Activity
Your answer must be an exact transcription of every record.
(Records Opens)
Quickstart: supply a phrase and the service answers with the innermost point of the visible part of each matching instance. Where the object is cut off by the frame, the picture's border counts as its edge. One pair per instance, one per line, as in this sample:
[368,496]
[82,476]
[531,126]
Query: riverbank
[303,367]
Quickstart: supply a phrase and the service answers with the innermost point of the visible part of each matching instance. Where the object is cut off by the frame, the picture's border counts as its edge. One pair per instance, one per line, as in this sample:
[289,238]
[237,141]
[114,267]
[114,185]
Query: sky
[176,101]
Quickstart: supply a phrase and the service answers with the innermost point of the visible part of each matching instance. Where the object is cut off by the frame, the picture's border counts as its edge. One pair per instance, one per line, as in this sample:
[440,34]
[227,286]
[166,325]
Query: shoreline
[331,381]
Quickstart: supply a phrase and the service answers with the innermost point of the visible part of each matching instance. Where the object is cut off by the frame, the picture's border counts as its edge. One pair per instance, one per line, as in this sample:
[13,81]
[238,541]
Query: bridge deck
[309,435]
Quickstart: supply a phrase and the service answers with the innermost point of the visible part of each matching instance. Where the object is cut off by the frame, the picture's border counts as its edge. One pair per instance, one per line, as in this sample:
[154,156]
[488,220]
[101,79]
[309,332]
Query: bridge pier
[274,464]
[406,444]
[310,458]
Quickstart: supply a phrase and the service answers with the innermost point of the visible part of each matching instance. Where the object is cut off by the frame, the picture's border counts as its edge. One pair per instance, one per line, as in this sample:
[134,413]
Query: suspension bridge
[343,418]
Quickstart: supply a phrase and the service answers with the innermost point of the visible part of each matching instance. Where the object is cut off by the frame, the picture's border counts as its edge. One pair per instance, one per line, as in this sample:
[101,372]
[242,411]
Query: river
(Records Closes)
Answer box
Quickstart: supply a phrase and the service answers with the innermost point of the visible part of each matching instance. Where the object is cut off by the frame, the picture's border counts as its edge. One pair per instance, one per line, as in this sample:
[368,496]
[82,476]
[531,126]
Query: riverbank
[303,367]
Quickstart: supply a phrase and the service answers with the innermost point of the visible part of each matching instance. Where the object is cut off by the frame, the picture's border counts as its edge. One pair per instance, one per line, as in this sample:
[289,238]
[237,141]
[114,267]
[114,185]
Query: sky
[176,101]
Quickstart: supply a phrase and the service answers with the innermost point of the visible part of each matching instance. Where the object is cut off by the frame, the picture's border counts as its edge. One pair per instance, one per line, as in this sample:
[440,34]
[227,286]
[166,325]
Query: shoreline
[331,381]
Quickstart: supply a phrase and the service answers with the innermost point of the visible part of each matching instance. Where the object is cut off by the frame, the picture's border counts as its edge. One pair per instance, one per line, as in this sample:
[13,81]
[238,541]
Query: bridge deck
[309,435]
Quickstart: supply a phrase and the service answers with the innermost point of the visible part of each matching instance. Where the object is cut off by the frame, the picture's border counts as its edge. One pair per instance, one per line, as in this sample:
[154,156]
[488,220]
[101,79]
[309,332]
Query: bridge pier
[274,464]
[406,444]
[310,458]
Quickstart: supply a phrase and the service answers with the innermost point of the visible part of each matching instance. Where the object is cut off by the frame, the picture's border counts as its edge. One pair per instance, one per line, as in this sample:
[134,413]
Query: suspension bridge
[343,418]
Quickstart: supply a phrase and the service answers with the innermost point of the visible part of each matching instance. Where the object is cut off by the frame, the picture's border counts as its edge. One pair per instance, one per line, as in this sample:
[101,372]
[242,411]
Query: river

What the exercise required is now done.